### ASSIGNMENT
Transcribe, word for word and without additions, each line below from the one containing "Where can the man's outstretched" through the one containing "Where can the man's hand", both ends included.

Image point grounding data:
════════════════════
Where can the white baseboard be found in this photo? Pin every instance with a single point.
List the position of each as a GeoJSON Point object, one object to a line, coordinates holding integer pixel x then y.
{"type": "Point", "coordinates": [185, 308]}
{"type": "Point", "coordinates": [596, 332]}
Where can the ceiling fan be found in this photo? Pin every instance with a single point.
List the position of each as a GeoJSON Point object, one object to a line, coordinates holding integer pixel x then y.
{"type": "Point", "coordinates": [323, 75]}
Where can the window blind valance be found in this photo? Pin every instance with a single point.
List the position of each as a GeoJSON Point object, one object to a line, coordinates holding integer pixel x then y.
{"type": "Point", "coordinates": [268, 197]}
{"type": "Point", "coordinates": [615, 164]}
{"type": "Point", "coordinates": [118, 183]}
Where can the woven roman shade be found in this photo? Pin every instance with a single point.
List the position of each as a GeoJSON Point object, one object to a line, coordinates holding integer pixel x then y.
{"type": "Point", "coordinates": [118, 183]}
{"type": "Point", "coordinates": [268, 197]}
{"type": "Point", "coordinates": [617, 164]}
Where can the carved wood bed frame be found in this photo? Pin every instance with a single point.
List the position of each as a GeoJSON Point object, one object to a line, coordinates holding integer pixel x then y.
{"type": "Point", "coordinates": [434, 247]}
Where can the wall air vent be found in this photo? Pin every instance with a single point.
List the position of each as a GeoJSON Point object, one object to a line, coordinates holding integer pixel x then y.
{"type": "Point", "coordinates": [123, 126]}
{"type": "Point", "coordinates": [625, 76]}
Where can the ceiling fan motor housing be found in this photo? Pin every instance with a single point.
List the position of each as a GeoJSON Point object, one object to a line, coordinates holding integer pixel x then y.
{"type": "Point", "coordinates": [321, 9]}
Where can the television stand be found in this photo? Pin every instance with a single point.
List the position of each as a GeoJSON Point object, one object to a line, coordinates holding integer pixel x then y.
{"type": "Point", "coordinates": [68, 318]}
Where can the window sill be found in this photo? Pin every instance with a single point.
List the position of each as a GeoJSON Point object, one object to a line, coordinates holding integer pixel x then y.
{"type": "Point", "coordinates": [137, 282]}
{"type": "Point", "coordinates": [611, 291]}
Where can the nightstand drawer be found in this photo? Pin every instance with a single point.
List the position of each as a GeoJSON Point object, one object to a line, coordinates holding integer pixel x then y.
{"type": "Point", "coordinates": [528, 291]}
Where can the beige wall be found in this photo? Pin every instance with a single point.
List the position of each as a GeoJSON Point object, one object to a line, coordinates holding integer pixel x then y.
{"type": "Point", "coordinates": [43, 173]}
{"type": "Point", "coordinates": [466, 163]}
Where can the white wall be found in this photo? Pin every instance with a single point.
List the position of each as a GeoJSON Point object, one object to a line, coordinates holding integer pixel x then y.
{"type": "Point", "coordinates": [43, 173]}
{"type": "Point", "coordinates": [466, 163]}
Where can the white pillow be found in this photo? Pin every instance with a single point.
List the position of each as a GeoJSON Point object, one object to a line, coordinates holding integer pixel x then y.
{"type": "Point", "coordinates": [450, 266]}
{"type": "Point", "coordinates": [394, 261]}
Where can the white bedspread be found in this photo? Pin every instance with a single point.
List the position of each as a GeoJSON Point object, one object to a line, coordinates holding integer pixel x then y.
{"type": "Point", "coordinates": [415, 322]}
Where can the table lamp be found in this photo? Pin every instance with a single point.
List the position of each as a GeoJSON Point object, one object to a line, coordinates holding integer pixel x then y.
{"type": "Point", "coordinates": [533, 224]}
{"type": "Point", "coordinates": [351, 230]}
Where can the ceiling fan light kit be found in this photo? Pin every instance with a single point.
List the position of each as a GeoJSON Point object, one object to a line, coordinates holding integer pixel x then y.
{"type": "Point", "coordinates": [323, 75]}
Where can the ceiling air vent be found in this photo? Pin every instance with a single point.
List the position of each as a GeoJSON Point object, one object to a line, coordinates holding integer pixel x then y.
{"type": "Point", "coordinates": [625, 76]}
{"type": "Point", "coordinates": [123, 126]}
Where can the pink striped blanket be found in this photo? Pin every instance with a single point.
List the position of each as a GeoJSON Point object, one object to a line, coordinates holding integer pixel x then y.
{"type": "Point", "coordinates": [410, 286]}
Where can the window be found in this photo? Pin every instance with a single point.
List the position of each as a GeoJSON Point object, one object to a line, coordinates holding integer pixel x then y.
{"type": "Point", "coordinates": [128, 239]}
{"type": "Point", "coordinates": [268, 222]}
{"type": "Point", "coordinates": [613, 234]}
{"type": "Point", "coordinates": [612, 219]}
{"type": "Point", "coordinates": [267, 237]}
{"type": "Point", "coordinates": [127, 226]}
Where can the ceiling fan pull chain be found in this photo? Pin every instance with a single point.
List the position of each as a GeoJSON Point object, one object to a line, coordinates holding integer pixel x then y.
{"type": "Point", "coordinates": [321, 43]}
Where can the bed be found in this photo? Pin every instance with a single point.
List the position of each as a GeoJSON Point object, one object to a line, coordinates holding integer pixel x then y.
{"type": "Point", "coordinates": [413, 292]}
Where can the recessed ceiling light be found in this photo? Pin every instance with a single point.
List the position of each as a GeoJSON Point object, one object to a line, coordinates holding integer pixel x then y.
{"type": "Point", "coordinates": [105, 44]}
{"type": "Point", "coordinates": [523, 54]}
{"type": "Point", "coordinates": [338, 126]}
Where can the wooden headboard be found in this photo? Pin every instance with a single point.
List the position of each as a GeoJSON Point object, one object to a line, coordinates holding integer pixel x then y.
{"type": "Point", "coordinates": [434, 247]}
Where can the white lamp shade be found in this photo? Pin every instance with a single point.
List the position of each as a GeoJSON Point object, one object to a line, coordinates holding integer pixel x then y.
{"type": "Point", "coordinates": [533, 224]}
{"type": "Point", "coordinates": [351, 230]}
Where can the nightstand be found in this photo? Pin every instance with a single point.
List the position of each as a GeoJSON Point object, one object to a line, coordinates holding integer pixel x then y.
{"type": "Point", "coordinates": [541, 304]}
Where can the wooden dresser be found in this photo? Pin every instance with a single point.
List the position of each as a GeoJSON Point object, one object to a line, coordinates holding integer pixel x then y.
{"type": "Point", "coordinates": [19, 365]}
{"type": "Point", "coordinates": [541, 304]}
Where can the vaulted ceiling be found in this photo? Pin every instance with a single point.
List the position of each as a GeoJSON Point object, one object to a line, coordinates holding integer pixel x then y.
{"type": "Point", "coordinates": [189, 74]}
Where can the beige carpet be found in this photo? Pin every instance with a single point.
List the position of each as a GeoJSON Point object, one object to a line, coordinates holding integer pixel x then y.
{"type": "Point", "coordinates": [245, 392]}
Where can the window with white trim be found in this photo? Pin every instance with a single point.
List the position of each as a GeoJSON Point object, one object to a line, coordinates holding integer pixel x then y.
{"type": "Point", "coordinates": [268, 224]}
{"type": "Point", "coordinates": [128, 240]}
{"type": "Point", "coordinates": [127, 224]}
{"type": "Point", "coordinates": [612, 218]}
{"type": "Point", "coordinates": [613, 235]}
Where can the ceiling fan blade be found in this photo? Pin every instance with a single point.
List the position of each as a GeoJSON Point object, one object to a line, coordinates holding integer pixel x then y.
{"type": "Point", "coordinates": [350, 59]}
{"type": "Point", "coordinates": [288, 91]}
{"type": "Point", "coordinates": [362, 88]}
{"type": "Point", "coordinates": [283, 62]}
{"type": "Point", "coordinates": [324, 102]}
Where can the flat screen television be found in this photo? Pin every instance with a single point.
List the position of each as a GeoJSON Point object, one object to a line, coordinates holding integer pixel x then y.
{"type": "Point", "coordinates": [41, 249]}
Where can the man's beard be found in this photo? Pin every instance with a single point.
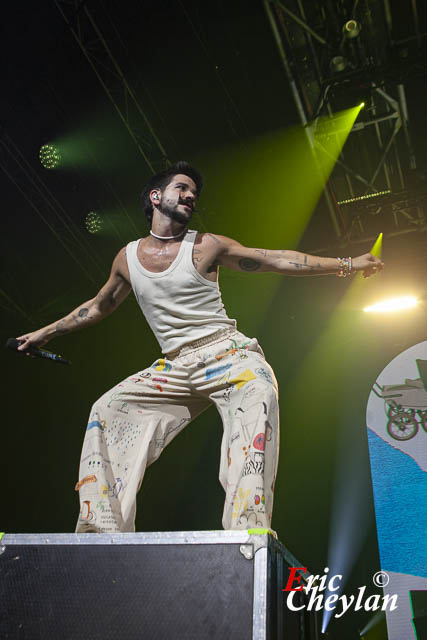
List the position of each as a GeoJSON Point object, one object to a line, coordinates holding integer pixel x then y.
{"type": "Point", "coordinates": [172, 213]}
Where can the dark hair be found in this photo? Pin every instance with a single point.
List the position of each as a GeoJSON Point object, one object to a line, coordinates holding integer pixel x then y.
{"type": "Point", "coordinates": [161, 181]}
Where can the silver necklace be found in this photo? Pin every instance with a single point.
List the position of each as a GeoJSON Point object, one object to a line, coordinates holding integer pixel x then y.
{"type": "Point", "coordinates": [166, 237]}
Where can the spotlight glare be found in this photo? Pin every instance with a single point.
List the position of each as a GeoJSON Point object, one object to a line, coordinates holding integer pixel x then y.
{"type": "Point", "coordinates": [49, 156]}
{"type": "Point", "coordinates": [93, 222]}
{"type": "Point", "coordinates": [394, 304]}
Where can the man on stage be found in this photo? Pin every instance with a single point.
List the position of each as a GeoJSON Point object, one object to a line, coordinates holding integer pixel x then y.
{"type": "Point", "coordinates": [173, 273]}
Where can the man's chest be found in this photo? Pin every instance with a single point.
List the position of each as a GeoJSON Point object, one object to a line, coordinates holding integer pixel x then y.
{"type": "Point", "coordinates": [161, 258]}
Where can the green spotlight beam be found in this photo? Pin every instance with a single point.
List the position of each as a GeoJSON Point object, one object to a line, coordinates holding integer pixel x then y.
{"type": "Point", "coordinates": [264, 194]}
{"type": "Point", "coordinates": [318, 398]}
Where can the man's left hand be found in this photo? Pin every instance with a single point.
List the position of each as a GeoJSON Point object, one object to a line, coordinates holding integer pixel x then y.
{"type": "Point", "coordinates": [367, 263]}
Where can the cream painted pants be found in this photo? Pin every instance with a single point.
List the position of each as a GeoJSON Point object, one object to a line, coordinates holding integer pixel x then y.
{"type": "Point", "coordinates": [130, 425]}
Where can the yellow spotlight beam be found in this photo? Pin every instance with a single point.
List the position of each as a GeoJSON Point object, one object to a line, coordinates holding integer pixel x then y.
{"type": "Point", "coordinates": [263, 193]}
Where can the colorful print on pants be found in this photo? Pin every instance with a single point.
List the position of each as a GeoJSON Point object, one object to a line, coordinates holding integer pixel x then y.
{"type": "Point", "coordinates": [130, 425]}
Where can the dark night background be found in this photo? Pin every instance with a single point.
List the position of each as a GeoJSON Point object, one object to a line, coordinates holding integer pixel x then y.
{"type": "Point", "coordinates": [210, 80]}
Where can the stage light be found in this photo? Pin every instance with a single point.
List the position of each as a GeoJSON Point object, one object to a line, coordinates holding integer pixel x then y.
{"type": "Point", "coordinates": [93, 222]}
{"type": "Point", "coordinates": [393, 304]}
{"type": "Point", "coordinates": [338, 63]}
{"type": "Point", "coordinates": [368, 196]}
{"type": "Point", "coordinates": [49, 156]}
{"type": "Point", "coordinates": [351, 29]}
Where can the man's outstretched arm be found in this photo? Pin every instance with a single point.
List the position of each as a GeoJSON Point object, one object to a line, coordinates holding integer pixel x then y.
{"type": "Point", "coordinates": [109, 297]}
{"type": "Point", "coordinates": [235, 256]}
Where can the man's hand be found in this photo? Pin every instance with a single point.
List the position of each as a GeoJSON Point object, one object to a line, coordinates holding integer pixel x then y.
{"type": "Point", "coordinates": [367, 263]}
{"type": "Point", "coordinates": [34, 339]}
{"type": "Point", "coordinates": [233, 255]}
{"type": "Point", "coordinates": [110, 296]}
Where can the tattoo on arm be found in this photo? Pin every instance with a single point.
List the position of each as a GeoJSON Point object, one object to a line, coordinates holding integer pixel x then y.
{"type": "Point", "coordinates": [60, 327]}
{"type": "Point", "coordinates": [213, 238]}
{"type": "Point", "coordinates": [247, 264]}
{"type": "Point", "coordinates": [297, 265]}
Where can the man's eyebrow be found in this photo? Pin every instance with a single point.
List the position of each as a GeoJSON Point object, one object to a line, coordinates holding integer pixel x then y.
{"type": "Point", "coordinates": [185, 184]}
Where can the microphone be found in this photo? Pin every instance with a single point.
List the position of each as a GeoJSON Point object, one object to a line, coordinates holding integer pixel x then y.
{"type": "Point", "coordinates": [13, 344]}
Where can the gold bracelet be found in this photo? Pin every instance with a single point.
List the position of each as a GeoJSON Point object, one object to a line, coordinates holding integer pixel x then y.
{"type": "Point", "coordinates": [346, 267]}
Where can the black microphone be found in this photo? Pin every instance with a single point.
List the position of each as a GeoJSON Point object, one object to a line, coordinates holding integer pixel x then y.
{"type": "Point", "coordinates": [13, 344]}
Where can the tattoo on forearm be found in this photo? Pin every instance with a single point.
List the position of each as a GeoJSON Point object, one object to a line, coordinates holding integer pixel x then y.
{"type": "Point", "coordinates": [60, 328]}
{"type": "Point", "coordinates": [247, 264]}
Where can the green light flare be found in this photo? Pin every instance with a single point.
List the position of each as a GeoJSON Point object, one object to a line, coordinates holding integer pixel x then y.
{"type": "Point", "coordinates": [378, 246]}
{"type": "Point", "coordinates": [50, 156]}
{"type": "Point", "coordinates": [93, 222]}
{"type": "Point", "coordinates": [263, 194]}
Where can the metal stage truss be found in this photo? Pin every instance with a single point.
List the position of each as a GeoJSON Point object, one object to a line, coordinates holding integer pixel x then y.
{"type": "Point", "coordinates": [337, 54]}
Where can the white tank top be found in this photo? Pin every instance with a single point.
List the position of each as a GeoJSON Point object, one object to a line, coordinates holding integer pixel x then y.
{"type": "Point", "coordinates": [179, 304]}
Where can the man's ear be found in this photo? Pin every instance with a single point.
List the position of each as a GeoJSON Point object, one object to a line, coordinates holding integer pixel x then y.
{"type": "Point", "coordinates": [155, 196]}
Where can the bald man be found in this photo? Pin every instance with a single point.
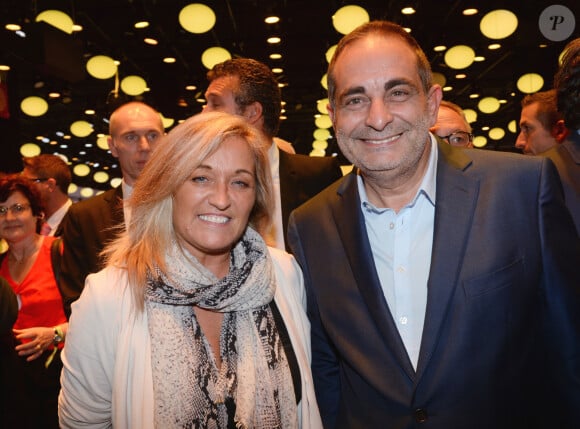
════════════════════
### ANSWER SECTION
Where can the man's outstretched arm be found in this photo? Pin every instance with a single point.
List the position of each as a GeoJSON Point object, one object to a line, coordinates holding integer pixel x then y.
{"type": "Point", "coordinates": [109, 297]}
{"type": "Point", "coordinates": [235, 256]}
Where can the man's hand be found in this photo? Pin every instance with a single point.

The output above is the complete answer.